As we end 2006 I want to thank Dimitriy for involving me with The Medical Blog Network.
For the past two years my involvement with a RHIO and Health Information Technology have given me the opportunity to meet and learn from other professionals about improving healthcare.
A fresh outlook is always a good thing. I am convinced that patients must have involvement and ownership of their healthcare "system"; it is in fact an essential element to move forward.
Government alone, nor payors nor employers can perform this great task alone.

So I wish all of you a happy and health 2007, and hope that we all do not "pay for performance".

I invite you to read my further comments at healthtrain express

Gary Levin

Friday, December 29, 2006

Good Bye to 2006

Year 2006 entertained new developments in medical social blog networks. This has provided new and "out of the box" resources for communication and discourse amongst diverse and at times historically adversarial components of our "health system". Consumer driven advocacy and health savings accounts have been introduced with varying results. Whether any or all of this will lead to reduced costs is very open to question, but it will certainly provide new resources for providers, payors, and patients as consumers to plan future developments.

RHIOs are experiencing serious difficuties in funding, and EMR promulgation although highly touted is also lagging due to financial constraints upon providers. CMS reimbursement cutbacks have also affected EMR acquisition by practices.

As a coordinator for a RHIO 2006 has been a year of quiet observation and study.
◆ ◆ ◆ ◆ ◆
▶ _ACTIONS TO TAKE_
**a)** In the year-end healthcare post, what role does the writer hold with a RHIO?
**b)** Continue the year-end healthcare post from the point where it ends.
The material that follows is not needed for anything here.

▶ _DATASET CONTENT_
◆ ◆ ◆ ◆ ◆
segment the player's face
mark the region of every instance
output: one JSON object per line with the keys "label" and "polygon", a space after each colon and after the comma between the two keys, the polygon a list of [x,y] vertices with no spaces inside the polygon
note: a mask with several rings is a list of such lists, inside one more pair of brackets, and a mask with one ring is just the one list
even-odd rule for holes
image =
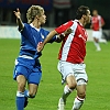
{"label": "player's face", "polygon": [[94,11],[92,11],[92,15],[94,15],[94,16],[98,15],[98,11],[97,11],[97,10],[94,10]]}
{"label": "player's face", "polygon": [[41,24],[45,24],[45,22],[46,22],[46,15],[45,15],[44,11],[42,12],[42,14],[40,16],[40,22],[41,22]]}
{"label": "player's face", "polygon": [[90,11],[89,10],[87,10],[87,11],[88,11],[88,13],[86,15],[86,23],[90,23],[91,14],[90,14]]}

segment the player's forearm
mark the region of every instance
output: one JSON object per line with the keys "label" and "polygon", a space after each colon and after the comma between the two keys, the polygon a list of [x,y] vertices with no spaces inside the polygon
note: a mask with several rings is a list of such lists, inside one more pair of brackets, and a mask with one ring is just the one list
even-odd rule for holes
{"label": "player's forearm", "polygon": [[23,25],[23,22],[22,22],[21,18],[18,18],[18,19],[16,19],[16,24],[18,24],[18,26],[19,26],[19,30],[22,31],[23,28],[24,28],[24,25]]}
{"label": "player's forearm", "polygon": [[57,32],[54,30],[52,32],[50,32],[50,34],[46,36],[46,38],[43,42],[43,45],[45,45],[51,38],[53,38],[55,35],[57,34]]}

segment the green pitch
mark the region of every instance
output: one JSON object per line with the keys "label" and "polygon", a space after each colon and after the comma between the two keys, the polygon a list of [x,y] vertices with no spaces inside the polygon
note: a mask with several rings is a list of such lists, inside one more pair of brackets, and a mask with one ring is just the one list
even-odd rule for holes
{"label": "green pitch", "polygon": [[[35,99],[30,99],[25,110],[57,110],[63,91],[57,70],[57,53],[61,44],[47,44],[41,57],[43,76]],[[0,38],[0,110],[15,110],[16,82],[12,79],[14,58],[18,56],[20,40]],[[87,43],[85,63],[89,77],[87,98],[81,110],[110,110],[110,43],[101,44],[96,52],[92,42]],[[76,91],[67,99],[70,110]]]}

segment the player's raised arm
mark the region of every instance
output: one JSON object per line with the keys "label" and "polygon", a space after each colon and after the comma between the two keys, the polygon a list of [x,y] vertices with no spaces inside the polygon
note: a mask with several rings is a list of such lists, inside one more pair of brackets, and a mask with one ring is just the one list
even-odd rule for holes
{"label": "player's raised arm", "polygon": [[19,25],[19,31],[22,31],[23,28],[24,28],[24,24],[21,20],[21,13],[20,13],[20,10],[16,9],[16,11],[13,11],[14,12],[14,15],[16,16],[16,24]]}
{"label": "player's raised arm", "polygon": [[37,47],[36,47],[36,50],[37,50],[37,52],[41,52],[43,48],[44,48],[44,45],[51,40],[51,38],[53,38],[55,35],[57,35],[58,33],[55,31],[55,30],[53,30],[53,31],[51,31],[50,32],[50,34],[46,36],[46,38],[44,40],[44,42],[43,43],[38,43],[38,45],[37,45]]}
{"label": "player's raised arm", "polygon": [[43,43],[38,43],[37,45],[37,52],[41,52],[44,48],[44,45],[55,35],[58,35],[56,42],[59,43],[63,41],[63,37],[65,37],[66,35],[72,33],[72,29],[67,29],[64,33],[58,34],[55,30],[53,30],[52,32],[50,32],[50,34],[46,36],[46,38],[44,40]]}

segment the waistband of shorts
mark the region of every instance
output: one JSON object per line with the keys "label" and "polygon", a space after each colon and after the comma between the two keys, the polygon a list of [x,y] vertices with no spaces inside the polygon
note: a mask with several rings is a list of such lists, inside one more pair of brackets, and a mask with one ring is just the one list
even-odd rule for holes
{"label": "waistband of shorts", "polygon": [[34,59],[32,56],[28,56],[28,55],[20,55],[19,57]]}

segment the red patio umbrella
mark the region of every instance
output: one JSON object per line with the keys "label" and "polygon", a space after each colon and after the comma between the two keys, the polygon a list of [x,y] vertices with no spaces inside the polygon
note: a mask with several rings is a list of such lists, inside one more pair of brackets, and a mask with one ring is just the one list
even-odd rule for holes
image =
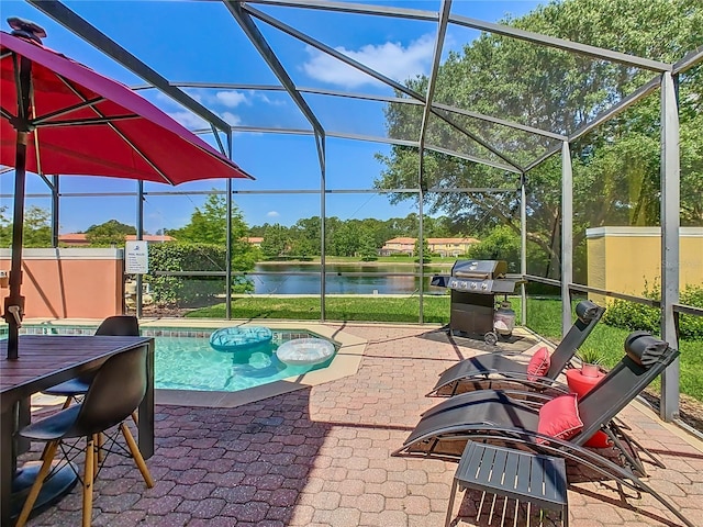
{"label": "red patio umbrella", "polygon": [[0,164],[14,167],[8,358],[16,358],[24,299],[22,224],[25,171],[178,184],[249,178],[225,156],[129,87],[42,45],[44,30],[8,19],[0,32]]}

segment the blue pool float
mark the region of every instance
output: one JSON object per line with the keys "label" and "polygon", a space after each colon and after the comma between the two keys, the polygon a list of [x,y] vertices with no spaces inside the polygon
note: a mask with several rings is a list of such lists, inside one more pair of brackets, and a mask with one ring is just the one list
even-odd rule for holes
{"label": "blue pool float", "polygon": [[210,335],[210,346],[217,351],[239,351],[271,341],[274,334],[264,326],[223,327]]}

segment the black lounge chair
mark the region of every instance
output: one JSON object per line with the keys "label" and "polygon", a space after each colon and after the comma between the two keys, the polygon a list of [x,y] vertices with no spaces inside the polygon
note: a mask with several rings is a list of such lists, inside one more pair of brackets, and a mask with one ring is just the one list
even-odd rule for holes
{"label": "black lounge chair", "polygon": [[563,371],[604,312],[603,307],[589,300],[577,304],[577,319],[551,354],[549,370],[544,377],[527,375],[527,365],[511,360],[503,355],[483,354],[457,362],[440,373],[439,380],[427,396],[453,396],[491,388],[494,382],[500,383],[501,386],[520,385],[523,389],[544,390],[551,385]]}
{"label": "black lounge chair", "polygon": [[[634,491],[651,494],[685,525],[693,527],[677,507],[635,474],[637,462],[626,453],[623,442],[639,445],[613,422],[679,356],[679,351],[644,332],[631,334],[625,340],[625,350],[627,355],[578,402],[583,427],[569,440],[537,431],[539,407],[513,399],[509,392],[480,390],[443,401],[427,411],[393,456],[458,461],[469,440],[559,456]],[[613,440],[628,463],[616,464],[584,448],[583,445],[599,430]]]}

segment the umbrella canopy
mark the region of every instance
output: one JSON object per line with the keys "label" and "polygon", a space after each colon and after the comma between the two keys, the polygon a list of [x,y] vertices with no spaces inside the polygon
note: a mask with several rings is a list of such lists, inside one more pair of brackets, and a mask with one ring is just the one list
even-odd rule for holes
{"label": "umbrella canopy", "polygon": [[8,358],[16,358],[25,171],[178,184],[249,178],[225,156],[129,87],[47,47],[44,30],[10,19],[0,32],[0,164],[14,167]]}

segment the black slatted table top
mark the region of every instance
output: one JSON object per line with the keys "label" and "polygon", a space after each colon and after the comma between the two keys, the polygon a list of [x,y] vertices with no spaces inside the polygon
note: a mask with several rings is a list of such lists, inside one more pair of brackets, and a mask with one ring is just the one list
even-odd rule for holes
{"label": "black slatted table top", "polygon": [[481,442],[467,444],[455,475],[464,489],[526,501],[542,508],[567,505],[563,459]]}

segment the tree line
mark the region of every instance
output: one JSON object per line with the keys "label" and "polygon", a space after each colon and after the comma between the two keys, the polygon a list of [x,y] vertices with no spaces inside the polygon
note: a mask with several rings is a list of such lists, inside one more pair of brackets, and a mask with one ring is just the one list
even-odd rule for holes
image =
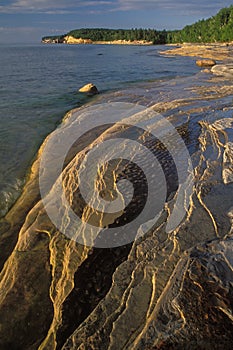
◆ ◆ ◆ ◆ ◆
▶ _WRITTEN ANSWERS_
**a)** Coordinator.

**b)**
Personal health records will be supported by payors and employers. Whether they will be universal and/or interoperable remains to be seen. To be truly effective PHRs should be exportable or importable to any EMR to be useful. Perhaps employers will be enticed to provide the hardware as an employee benefit. (actually quite inexpensive at about 20 dollars for a usb flash drive, which is ubiquitous. I don't see a need to develop a new smart card or readers when everyone carries around a key chain and the device can be encrypted with u3 technology.

Many projects which have been mandated for health care have been sidelined due to the war on "terror". Personally my "terror" is the aspects of accessing health care and maintaining health insurance.

I wish you all a happy and healthy 2007.

Gary Levin MD

Wednesday, December 20, 2006

Fantasy Reimbursements

There are now many proposals by CMS regarding health information and their ability to gather data from EMRs, claims information and other sources from both hospitals and medical practices.

Not many of these have been worked out financially for the providers or the hospitals. Most of the proposals require software changes or running a parallel system to track the information they are requesting. For physicians this will cost far greater than the 1.5% proposed increase CMS is proposing as an "incentive". Most practices don't even have EMRs at all. Those without the digital EMR will be forced to workout a paper trail that again increases the paperwork burden to providers.

Here are some of the particulars. (from Health IT News, via

According to Thomas B. Valuck, MD, medical officer and senior advisor for the Centers for Medicare & Medicaid Services, CMS will administer the recent legislation providing a 1.5 percent incentive to physicians who participate in a new pay-for-performance plan, patterned after the one already in place for hospitals.

Valuck said it is going to be difficult to estimate the impact the incentive will have on physicians given the number of variables in the revenue picture: “The problem with the 1.5 percent incentive is that doctors will raise the question, ‘does $1.50 on $100 of billing cover the costs of reporting? ’”

Congress on Dec. 9 passed legislation that would increase physicians' pay -- beginning in the second half of 2007 -- if they voluntarily submit quality data measures to CMS using IT.

Sunday, December 17, 2006


I made it, in case you have not already and I as bloggers and web communicator beat out Cheney, Rumsfield, and Amadinajab (if that is how you spell it) for this annual award!

You will read all about it in the next week or so

So sit back and enjoy your is fleeting.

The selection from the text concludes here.